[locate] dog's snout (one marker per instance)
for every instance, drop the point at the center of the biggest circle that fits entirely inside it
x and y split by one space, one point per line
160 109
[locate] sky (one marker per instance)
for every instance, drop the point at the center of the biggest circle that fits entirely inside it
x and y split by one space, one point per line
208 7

| WHAT THE TASK REQUIRES |
Turn the items above into a numbered list, one line per number, and leave out any blank lines.

| WORKED SOLUTION |
1. [locate] dog's snout (one marker per instance)
2. for every instance, drop the point at the center of the biggest circle that fits entirely inside it
3. x and y split by one space, one point per line
4. 160 109
5. [locate] sky (one marker per instance)
6. for every instance, drop the point at the center of the biggest circle that fits entirely inside it
7. x and y split by one space, one point per line
8. 208 7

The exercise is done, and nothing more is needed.